*Task directions*. The records follow. Give them all back exactly.

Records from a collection
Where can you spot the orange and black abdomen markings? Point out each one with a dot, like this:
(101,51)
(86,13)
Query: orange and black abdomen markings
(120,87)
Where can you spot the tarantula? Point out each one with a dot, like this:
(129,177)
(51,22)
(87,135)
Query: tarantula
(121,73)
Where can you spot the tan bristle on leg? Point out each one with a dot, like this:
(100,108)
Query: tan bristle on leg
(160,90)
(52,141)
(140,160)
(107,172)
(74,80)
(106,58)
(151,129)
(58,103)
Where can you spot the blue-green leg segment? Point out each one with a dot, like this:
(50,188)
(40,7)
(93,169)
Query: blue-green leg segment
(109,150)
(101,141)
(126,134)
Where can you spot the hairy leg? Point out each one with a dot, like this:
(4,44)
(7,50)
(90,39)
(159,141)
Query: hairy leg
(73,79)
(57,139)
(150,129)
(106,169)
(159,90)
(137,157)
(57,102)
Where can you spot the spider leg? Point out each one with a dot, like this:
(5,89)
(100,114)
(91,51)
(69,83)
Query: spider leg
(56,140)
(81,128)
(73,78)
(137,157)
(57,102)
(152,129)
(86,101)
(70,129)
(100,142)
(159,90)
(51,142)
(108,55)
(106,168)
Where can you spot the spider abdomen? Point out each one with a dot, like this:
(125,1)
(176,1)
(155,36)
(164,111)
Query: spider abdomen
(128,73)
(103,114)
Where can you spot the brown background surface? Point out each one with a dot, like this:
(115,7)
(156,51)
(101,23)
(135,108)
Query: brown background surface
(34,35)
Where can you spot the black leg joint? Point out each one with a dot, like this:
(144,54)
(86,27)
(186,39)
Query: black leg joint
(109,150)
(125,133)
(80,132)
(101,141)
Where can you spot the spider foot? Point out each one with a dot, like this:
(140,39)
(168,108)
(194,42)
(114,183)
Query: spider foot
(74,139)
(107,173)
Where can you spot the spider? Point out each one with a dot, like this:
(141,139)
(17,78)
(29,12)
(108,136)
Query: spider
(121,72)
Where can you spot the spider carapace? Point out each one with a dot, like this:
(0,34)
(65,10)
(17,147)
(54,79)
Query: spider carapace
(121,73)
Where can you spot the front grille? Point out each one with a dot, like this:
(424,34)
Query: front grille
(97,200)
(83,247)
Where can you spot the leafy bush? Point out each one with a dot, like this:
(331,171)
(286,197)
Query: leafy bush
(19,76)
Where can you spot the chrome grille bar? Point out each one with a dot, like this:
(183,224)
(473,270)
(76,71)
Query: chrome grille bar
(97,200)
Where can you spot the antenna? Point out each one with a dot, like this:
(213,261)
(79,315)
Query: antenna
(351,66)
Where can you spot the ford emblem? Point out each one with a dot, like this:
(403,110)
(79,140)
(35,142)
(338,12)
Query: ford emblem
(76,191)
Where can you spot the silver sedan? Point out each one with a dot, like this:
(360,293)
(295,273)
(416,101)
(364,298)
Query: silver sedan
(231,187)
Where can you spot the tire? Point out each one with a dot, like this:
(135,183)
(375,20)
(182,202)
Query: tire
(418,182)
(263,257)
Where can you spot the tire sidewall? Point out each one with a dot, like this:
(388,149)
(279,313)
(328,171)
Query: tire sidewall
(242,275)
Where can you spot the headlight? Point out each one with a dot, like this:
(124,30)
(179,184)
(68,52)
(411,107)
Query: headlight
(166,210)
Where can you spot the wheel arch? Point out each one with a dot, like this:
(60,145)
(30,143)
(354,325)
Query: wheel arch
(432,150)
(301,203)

*Solved exercise*.
Where can you spot the orange and black abdomen markings? Point out each one with a dot, like this:
(101,51)
(86,13)
Query: orange and black abdomen markings
(120,87)
Where can you spot the tarantula? Point out each one with a dot, like this:
(129,177)
(51,22)
(87,135)
Query: tarantula
(121,73)
Where can you spot the tan bristle on leg? Point out each one with a dot, like this:
(100,108)
Query: tan bristle on leg
(160,90)
(52,141)
(140,160)
(107,172)
(74,80)
(106,58)
(151,129)
(58,103)
Where can you spot the blue-green leg segment? Point out each one with a dot, like this:
(50,188)
(40,7)
(93,169)
Query: blue-green leg segment
(109,150)
(101,141)
(126,134)
Where can you spot the hairy leg? Point out each one with a dot, like this:
(4,44)
(7,50)
(90,39)
(159,141)
Query: hairy leg
(73,79)
(57,139)
(150,129)
(106,169)
(159,90)
(137,157)
(57,102)
Where can you spot the spider leg? Point out each one with a dot, like this:
(5,89)
(100,114)
(91,51)
(69,83)
Query: spider leg
(56,140)
(81,128)
(73,78)
(137,157)
(57,102)
(152,129)
(86,101)
(70,129)
(100,142)
(159,90)
(51,142)
(108,55)
(106,168)
Where can you spot the spider abdomen? Point out each one with a dot, like this:
(125,1)
(176,1)
(155,36)
(164,111)
Query: spider abdomen
(128,73)
(103,114)
Where can you spot the brown background surface? Point out each one with a dot, like this:
(115,7)
(156,51)
(101,23)
(135,108)
Query: brown background surface
(34,35)
Where can you spot the black leg joint? Point out each one with a dot, like this:
(144,54)
(86,27)
(186,39)
Query: black leg joint
(109,150)
(125,133)
(80,132)
(101,141)
Where can you spot the spider foot? Point out each one with a dot, like this:
(140,39)
(168,108)
(194,42)
(114,183)
Query: spider foot
(74,139)
(107,173)
Where can you spot the spider? Point out each one with a dot, like this:
(141,139)
(17,78)
(29,12)
(108,136)
Query: spider
(121,72)
Where can you spot the spider carapace? Point out each one with a dot, like this:
(0,34)
(65,10)
(17,147)
(54,79)
Query: spider carapace
(121,73)
Where can you spot the front grille? Point out each one with a dot, like this:
(424,34)
Query: front grille
(97,200)
(83,247)
Where can you spot the leafy bush? Point out each one with a dot, like this:
(331,171)
(286,197)
Query: leafy bush
(19,76)
Where can you spot the chrome grille bar? Point out each one with a dot, like this:
(183,224)
(473,270)
(76,71)
Query: chrome grille bar
(97,200)
Where can you spot the antenna? Point out each one with a dot, like this:
(213,261)
(79,315)
Query: antenna
(351,66)
Where can you spot the ford emblem? Point out each one with a dot, like this:
(403,110)
(79,140)
(35,142)
(338,12)
Query: ford emblem
(76,191)
Where can you spot the silver sedan? Point out each one with a dot, like this:
(360,293)
(295,273)
(416,101)
(364,298)
Query: silver sedan
(231,187)
Where can you spot the tire? Point out each one with a dot, like this:
(135,183)
(375,20)
(182,202)
Query: tire
(418,182)
(263,257)
Where can you spot the tire sidewall? Point out each one with a dot, like this:
(388,149)
(279,313)
(328,171)
Query: tire sidewall
(242,275)
Where can you spot the headlight? Point out each one with a dot, like this:
(124,30)
(179,184)
(68,52)
(411,107)
Query: headlight
(166,210)
Where can you spot the wheel arch? Point out each one with a dot, like this:
(60,145)
(30,143)
(354,325)
Query: wheel arch
(432,150)
(301,203)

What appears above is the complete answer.